--- Begin ---
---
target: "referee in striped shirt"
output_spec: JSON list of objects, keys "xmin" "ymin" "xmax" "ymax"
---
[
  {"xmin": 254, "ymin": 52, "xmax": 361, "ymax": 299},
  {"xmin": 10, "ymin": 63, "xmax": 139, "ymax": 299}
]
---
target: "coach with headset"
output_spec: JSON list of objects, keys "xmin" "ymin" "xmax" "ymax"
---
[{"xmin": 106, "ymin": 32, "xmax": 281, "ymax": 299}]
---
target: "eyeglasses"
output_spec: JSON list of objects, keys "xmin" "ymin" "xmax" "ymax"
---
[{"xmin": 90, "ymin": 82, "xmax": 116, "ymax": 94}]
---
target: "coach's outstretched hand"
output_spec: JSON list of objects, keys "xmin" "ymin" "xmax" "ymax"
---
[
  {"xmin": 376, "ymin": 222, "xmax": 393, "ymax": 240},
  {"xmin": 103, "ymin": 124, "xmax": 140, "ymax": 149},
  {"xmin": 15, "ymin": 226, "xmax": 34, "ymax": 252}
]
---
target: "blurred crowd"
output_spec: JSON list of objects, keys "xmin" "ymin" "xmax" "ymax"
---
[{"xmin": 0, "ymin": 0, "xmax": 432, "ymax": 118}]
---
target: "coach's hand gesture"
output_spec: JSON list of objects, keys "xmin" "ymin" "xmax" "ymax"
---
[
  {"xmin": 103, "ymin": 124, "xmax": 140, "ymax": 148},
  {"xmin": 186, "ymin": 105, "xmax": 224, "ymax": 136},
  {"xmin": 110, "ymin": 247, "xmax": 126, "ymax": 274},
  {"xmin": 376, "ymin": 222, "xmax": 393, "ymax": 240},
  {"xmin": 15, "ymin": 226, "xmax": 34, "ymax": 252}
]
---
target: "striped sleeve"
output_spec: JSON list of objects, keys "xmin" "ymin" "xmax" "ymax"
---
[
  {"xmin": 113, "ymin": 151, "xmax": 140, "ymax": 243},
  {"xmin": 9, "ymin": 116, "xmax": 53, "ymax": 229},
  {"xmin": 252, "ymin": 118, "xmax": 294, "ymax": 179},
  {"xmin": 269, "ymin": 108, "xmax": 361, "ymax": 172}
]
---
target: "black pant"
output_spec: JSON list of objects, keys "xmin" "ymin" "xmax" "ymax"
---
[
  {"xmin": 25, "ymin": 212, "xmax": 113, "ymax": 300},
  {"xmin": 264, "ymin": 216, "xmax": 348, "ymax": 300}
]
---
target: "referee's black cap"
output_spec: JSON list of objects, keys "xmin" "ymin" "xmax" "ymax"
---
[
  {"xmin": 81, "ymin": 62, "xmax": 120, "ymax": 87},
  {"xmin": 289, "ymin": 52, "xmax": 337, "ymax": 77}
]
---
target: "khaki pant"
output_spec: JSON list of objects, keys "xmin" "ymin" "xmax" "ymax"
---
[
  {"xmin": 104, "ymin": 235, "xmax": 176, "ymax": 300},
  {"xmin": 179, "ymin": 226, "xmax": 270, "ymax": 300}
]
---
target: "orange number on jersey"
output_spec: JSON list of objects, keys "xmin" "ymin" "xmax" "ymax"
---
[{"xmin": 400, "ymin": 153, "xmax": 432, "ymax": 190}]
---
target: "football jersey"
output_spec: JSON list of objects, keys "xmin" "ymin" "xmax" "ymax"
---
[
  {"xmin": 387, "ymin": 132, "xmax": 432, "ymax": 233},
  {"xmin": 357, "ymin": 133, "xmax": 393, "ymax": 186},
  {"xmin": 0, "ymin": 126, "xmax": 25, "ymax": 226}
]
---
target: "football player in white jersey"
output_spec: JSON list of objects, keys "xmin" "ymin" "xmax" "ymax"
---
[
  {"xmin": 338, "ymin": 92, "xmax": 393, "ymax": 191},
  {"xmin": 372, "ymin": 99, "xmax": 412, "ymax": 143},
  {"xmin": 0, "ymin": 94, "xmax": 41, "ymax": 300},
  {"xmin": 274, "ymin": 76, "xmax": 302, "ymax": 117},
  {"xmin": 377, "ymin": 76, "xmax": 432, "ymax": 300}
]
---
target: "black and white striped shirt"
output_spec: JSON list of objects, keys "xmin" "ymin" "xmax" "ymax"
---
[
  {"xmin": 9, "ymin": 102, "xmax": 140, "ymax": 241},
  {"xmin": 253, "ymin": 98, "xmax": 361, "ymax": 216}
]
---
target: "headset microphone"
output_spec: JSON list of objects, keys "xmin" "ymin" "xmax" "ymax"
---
--- End ---
◆ **SET EXERCISE**
Find each line in the rows above that contains the string "striped" and copy those lines.

◆ **THE SOLUTION**
target: "referee in striped shirt"
target: "striped sleeve"
target: "black and white striped shirt"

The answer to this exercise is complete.